→ SET EXERCISE: Rewrite the rows below as a JSON list of strings with one string per line, and leave out any blank lines.

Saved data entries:
--- start ---

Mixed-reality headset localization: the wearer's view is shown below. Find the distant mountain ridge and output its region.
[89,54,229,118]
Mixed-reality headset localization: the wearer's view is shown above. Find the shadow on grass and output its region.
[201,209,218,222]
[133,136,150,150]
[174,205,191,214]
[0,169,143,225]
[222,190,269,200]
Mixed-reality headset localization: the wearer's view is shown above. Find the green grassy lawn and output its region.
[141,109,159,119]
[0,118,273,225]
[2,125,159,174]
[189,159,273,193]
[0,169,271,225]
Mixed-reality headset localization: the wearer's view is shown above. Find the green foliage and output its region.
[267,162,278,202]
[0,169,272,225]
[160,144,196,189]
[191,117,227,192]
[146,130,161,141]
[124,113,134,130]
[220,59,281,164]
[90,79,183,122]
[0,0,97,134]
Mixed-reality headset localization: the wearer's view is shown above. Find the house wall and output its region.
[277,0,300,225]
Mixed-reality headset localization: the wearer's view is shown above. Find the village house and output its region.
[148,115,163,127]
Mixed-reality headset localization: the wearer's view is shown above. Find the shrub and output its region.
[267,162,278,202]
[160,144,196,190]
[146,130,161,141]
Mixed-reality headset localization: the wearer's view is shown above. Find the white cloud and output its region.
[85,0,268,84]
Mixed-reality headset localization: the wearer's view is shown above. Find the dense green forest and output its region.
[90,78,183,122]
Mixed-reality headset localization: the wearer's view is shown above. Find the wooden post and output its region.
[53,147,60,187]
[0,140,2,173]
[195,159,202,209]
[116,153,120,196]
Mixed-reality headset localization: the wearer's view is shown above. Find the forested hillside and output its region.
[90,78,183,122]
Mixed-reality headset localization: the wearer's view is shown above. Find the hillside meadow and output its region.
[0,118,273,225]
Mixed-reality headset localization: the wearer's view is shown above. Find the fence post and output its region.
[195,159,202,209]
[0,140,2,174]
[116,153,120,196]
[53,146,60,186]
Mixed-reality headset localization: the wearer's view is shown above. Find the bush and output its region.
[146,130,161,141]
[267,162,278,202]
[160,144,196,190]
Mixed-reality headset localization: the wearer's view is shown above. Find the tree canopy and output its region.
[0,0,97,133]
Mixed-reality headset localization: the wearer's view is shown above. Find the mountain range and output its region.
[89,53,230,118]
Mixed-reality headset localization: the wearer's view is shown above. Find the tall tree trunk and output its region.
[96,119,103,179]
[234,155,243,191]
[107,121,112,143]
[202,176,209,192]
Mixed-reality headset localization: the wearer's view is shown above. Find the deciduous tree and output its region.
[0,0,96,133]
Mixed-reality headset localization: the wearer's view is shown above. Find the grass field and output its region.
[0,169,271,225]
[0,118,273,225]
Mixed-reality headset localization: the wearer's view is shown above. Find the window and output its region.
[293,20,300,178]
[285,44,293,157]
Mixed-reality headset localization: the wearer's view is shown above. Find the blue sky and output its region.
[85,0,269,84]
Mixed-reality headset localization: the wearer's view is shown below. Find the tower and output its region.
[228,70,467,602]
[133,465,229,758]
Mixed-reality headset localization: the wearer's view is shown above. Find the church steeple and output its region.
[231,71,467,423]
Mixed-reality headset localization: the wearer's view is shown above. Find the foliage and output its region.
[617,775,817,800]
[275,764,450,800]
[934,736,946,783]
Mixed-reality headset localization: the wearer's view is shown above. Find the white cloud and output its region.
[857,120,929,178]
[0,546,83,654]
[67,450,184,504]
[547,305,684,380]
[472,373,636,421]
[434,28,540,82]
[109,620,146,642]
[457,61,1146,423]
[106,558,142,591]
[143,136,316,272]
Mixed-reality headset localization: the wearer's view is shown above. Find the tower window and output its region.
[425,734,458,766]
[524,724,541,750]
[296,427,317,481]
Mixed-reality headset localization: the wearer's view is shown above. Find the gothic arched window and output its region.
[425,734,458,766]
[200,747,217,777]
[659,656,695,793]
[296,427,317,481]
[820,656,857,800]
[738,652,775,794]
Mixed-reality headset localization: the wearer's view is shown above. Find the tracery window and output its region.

--- end ---

→ EXERCISE RESPONSE:
[
  "Mixed-reality headset localization: the wearer's view is shown below. Find the distant mountain ridge and output its region.",
  "[89,54,229,118]",
  "Mixed-reality headset localization: the wearer's view is shown above. Find the shadow on grass and output its region.",
  "[201,209,218,222]",
  "[133,136,150,150]",
  "[174,205,191,214]",
  "[0,169,143,225]",
  "[222,190,269,200]",
  "Mixed-reality headset localization: the wearer's view is shown above. Find the green grassy lawn and output its region.",
  "[141,109,159,119]",
  "[0,118,273,225]",
  "[2,125,159,174]",
  "[189,159,273,193]",
  "[0,169,271,225]",
  "Mixed-reality headset localization: the wearer's view is shown above. Find the green foliage and output its region.",
  "[267,162,278,202]",
  "[0,169,272,225]",
  "[160,144,196,189]",
  "[191,117,227,192]",
  "[146,130,161,141]",
  "[124,113,134,130]",
  "[220,59,281,164]",
  "[90,79,183,122]",
  "[0,0,97,134]",
  "Mixed-reality headset localization: the wearer's view is shown above. Find the house wall and output its region.",
  "[277,0,300,225]",
  "Mixed-reality headset localization: the wearer's view is shown above. Find the village house and output its region.",
  "[148,115,163,127]",
  "Mixed-reality headset localization: the wearer's view is shown above. Find the shrub and output its region.",
  "[267,162,278,202]",
  "[160,144,196,190]",
  "[146,130,161,141]",
  "Mixed-reality headset localization: the wearer's view is shown above. Find the white cloud and output its region.",
  "[85,0,268,84]",
  "Mixed-reality headset localization: the wearer's view is shown above. Find the dense green forest and output its region.",
  "[90,78,183,122]",
  "Mixed-reality headset localization: the wearer's view is shown above. Find the wooden post and output its region.",
  "[53,147,60,187]",
  "[0,140,2,173]",
  "[195,159,202,209]",
  "[116,153,120,196]",
  "Mixed-reality headset localization: the wearer's view is shown above. Find the forested hillside and output its region.",
  "[90,78,183,122]",
  "Mixed-reality headset localization: the wearer's view is shown above. Find the hillside meadow and output its region.",
  "[0,118,273,225]",
  "Mixed-reality headset localization: the wearer's view is shown above. Find the fence post and output its region.",
  "[195,159,202,209]",
  "[0,140,2,174]",
  "[116,153,120,196]",
  "[53,146,60,186]",
  "Mixed-reality headset localization: the wearer's view is shown above. Find the bush and output its region.",
  "[146,130,161,141]",
  "[267,162,278,202]",
  "[160,144,196,190]",
  "Mixed-reality headset localization: the wearer's view is shown above. Find the tree canopy and output its region.",
  "[0,0,97,133]",
  "Mixed-reality headset localization: the wearer's view is shown above. Find the mountain range and output its region.",
  "[89,53,230,118]",
  "Mixed-reality headset localization: the wearer's view is shown above. Find the tall tree trunk and output its region.",
  "[96,119,103,179]",
  "[234,155,243,191]",
  "[107,121,112,143]",
  "[202,176,209,192]",
  "Mixed-reality headset localization: the wearer's view is shown above. Find the deciduous tree and output its region.",
  "[0,0,96,133]",
  "Mixed-reality headset localization: the wearer's view is shown above. Find the grass field and output its region.",
  "[0,169,271,225]",
  "[0,118,273,225]",
  "Mixed-reality headset localization: the wearer's view is shown above. Find the window and output its region.",
  "[293,20,300,178]",
  "[285,44,293,157]",
  "Mixed-reality headset localization: the wearer's view is shown above. Find the blue sky and output its region.",
  "[85,0,269,84]",
  "Mixed-reality headset localization: the wearer's view is shown below. Find the tower and output its region.",
  "[228,70,467,602]",
  "[133,465,229,758]",
  "Mixed-reality headset localization: the wearer's view is shown above. Find the church steeple and output its region.",
  "[231,71,467,423]",
  "Mixed-reality headset localization: the wearer's view is shown above. Find the foliage and output its region.",
  "[617,775,817,800]",
  "[275,764,450,800]",
  "[934,736,946,783]",
  "Mixed-reality headset localization: the wearer's view is shown above. Find the white cloud and output its region.",
  "[857,120,929,178]",
  "[0,546,83,654]",
  "[67,450,184,504]",
  "[547,305,684,380]",
  "[472,373,636,421]",
  "[434,28,540,82]",
  "[109,620,146,642]",
  "[457,61,1146,423]",
  "[106,558,142,591]",
  "[143,136,316,272]",
  "Mixed-reality headset localization: the wearer's view is shown above. Find the tower window and output its region.",
  "[425,734,458,766]",
  "[524,724,541,750]",
  "[296,427,317,481]",
  "Mixed-reality headset localization: the wearer's view is shown above. Find the gothic arched window and output its region.",
  "[425,734,458,766]",
  "[200,747,217,777]",
  "[659,656,695,793]",
  "[296,427,317,481]",
  "[820,656,857,800]",
  "[738,652,775,794]",
  "Mixed-reality headset localization: the wearer's view is shown above. Find the tracery window and output its region."
]